* [Stated goal] Return, character for character, the lines from the one bearing "Find the rear taillight;" through the end of the material. Omit everything before that line.

* [Data provided]
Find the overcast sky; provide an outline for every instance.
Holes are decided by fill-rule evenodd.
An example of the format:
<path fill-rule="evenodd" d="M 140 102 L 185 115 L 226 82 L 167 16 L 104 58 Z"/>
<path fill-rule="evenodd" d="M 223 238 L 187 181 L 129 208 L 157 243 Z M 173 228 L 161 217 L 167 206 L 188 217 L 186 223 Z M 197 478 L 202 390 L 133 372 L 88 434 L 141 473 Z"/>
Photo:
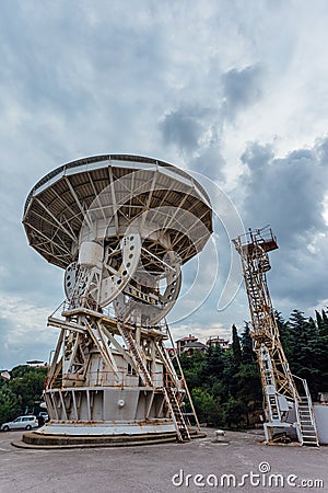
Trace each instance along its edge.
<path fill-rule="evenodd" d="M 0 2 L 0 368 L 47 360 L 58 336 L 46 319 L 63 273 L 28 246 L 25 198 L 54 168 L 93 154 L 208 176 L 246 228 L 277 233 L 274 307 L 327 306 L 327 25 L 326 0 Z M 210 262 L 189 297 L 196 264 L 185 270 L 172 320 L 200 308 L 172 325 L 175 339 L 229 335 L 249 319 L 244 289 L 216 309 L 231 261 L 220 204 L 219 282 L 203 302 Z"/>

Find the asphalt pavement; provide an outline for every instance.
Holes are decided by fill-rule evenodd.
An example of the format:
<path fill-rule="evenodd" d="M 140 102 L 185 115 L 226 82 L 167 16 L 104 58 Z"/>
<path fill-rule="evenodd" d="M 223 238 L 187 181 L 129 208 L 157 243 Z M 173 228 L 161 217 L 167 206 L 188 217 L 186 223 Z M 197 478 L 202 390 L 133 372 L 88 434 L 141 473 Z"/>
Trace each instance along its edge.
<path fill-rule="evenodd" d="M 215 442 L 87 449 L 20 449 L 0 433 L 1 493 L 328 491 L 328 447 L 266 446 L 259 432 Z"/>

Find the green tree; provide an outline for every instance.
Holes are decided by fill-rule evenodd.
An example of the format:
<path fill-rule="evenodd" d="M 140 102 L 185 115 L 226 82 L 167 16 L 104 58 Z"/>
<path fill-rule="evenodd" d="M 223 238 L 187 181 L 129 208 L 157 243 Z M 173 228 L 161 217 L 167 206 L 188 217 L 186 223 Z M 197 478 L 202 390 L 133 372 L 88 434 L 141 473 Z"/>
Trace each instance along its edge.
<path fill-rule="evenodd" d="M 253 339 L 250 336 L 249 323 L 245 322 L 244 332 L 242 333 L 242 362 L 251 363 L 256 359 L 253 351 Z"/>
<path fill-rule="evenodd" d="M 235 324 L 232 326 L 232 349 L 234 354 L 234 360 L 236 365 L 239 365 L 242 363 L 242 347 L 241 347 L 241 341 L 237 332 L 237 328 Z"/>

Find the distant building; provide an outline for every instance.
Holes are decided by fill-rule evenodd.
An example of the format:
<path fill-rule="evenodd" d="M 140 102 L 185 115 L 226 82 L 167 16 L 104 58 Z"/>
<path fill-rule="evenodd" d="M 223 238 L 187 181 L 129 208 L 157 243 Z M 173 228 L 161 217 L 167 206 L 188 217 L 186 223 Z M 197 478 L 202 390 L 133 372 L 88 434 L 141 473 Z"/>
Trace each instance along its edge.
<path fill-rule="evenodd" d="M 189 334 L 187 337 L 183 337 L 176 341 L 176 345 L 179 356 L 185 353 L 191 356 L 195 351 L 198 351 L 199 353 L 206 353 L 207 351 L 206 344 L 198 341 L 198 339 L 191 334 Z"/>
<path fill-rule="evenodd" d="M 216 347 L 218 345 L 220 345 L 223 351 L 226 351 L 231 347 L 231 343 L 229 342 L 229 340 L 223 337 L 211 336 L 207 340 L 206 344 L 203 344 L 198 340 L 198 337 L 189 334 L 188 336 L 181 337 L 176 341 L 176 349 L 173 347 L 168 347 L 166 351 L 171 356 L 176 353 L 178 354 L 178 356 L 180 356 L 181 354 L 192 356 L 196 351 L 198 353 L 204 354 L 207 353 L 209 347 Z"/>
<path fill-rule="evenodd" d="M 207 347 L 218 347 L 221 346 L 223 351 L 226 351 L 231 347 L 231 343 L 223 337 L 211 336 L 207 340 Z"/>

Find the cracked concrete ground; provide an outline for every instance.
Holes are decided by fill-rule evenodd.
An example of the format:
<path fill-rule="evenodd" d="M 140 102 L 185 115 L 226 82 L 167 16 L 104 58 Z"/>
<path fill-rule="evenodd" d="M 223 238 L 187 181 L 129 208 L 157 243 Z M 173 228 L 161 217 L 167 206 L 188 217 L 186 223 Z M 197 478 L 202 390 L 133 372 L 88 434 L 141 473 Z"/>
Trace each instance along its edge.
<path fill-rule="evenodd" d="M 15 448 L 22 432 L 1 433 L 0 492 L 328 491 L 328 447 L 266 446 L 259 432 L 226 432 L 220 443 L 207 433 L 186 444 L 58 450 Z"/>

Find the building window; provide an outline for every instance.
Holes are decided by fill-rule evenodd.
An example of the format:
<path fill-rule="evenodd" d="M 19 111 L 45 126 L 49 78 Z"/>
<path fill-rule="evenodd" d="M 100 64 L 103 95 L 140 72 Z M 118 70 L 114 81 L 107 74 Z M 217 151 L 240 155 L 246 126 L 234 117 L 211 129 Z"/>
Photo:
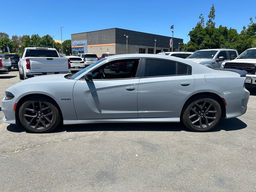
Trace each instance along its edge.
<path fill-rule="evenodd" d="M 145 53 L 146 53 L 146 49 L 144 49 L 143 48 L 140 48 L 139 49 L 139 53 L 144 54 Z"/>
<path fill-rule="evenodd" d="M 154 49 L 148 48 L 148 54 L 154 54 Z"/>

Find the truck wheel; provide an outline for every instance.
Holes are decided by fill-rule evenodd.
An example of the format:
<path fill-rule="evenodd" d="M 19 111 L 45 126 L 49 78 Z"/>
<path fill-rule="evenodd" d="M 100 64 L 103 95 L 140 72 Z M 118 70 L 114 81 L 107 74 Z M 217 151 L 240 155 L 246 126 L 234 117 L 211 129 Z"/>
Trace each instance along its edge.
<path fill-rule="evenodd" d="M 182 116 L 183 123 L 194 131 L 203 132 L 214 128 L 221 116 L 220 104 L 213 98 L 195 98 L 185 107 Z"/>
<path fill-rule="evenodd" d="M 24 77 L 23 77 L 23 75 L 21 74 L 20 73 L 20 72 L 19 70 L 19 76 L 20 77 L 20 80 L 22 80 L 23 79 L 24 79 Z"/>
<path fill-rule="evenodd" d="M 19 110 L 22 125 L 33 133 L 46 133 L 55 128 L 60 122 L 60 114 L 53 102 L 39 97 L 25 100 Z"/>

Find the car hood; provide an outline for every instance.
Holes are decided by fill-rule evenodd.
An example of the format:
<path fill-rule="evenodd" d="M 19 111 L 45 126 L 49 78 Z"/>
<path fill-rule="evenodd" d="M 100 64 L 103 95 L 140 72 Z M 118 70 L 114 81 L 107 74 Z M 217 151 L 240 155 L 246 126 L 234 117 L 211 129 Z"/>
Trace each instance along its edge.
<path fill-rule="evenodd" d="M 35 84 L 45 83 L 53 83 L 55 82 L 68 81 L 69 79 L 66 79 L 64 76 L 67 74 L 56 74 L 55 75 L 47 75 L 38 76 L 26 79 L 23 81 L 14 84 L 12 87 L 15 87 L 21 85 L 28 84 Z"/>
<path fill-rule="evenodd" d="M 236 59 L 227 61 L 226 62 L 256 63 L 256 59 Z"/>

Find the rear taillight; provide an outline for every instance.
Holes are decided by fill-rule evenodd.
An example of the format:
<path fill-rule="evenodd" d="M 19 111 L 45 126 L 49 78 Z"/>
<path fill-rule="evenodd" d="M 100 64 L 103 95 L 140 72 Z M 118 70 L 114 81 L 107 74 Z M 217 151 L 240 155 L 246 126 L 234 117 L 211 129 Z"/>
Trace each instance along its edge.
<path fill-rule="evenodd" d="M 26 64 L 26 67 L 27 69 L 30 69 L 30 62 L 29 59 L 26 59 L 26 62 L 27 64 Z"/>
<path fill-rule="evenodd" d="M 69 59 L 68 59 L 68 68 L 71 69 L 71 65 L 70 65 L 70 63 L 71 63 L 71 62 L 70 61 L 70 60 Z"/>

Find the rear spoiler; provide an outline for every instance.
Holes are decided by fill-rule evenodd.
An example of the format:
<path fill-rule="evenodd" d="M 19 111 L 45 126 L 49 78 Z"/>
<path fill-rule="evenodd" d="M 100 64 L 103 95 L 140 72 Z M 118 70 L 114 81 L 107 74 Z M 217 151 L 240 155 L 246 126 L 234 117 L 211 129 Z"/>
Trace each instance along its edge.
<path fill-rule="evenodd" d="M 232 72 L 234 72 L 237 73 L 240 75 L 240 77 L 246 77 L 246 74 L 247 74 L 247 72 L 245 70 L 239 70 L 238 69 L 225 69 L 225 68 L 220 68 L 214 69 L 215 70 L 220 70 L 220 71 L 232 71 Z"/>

* [The response]
Find the rear taillight; provide an outline for every instance.
Holes are decided by fill-rule evenodd.
An example of the format:
<path fill-rule="evenodd" d="M 19 111 L 45 126 L 49 78 Z"/>
<path fill-rule="evenodd" d="M 100 64 L 103 95 L 140 72 Z M 118 70 L 114 81 L 107 74 Z M 217 151 L 240 155 L 246 126 L 234 117 L 211 129 Z"/>
Trace each instance along its edge.
<path fill-rule="evenodd" d="M 26 64 L 26 67 L 27 69 L 30 69 L 30 62 L 29 59 L 26 59 L 26 62 L 27 64 Z"/>
<path fill-rule="evenodd" d="M 69 59 L 68 59 L 68 68 L 71 69 L 71 65 L 70 65 L 70 63 L 71 63 L 71 62 L 70 61 L 70 60 Z"/>

Find the rear spoiler; provide an outline for every instance.
Holes are decided by fill-rule evenodd.
An example of the format:
<path fill-rule="evenodd" d="M 19 111 L 45 126 L 49 78 Z"/>
<path fill-rule="evenodd" d="M 100 64 L 103 95 L 140 72 Z M 118 70 L 114 81 L 107 74 Z M 217 151 L 240 155 L 246 126 L 234 117 L 211 129 Z"/>
Trace each instance along its edge.
<path fill-rule="evenodd" d="M 232 72 L 234 72 L 237 73 L 240 75 L 240 77 L 246 77 L 246 74 L 247 74 L 247 72 L 245 70 L 239 70 L 238 69 L 225 69 L 225 68 L 220 68 L 214 69 L 215 70 L 220 70 L 220 71 L 232 71 Z"/>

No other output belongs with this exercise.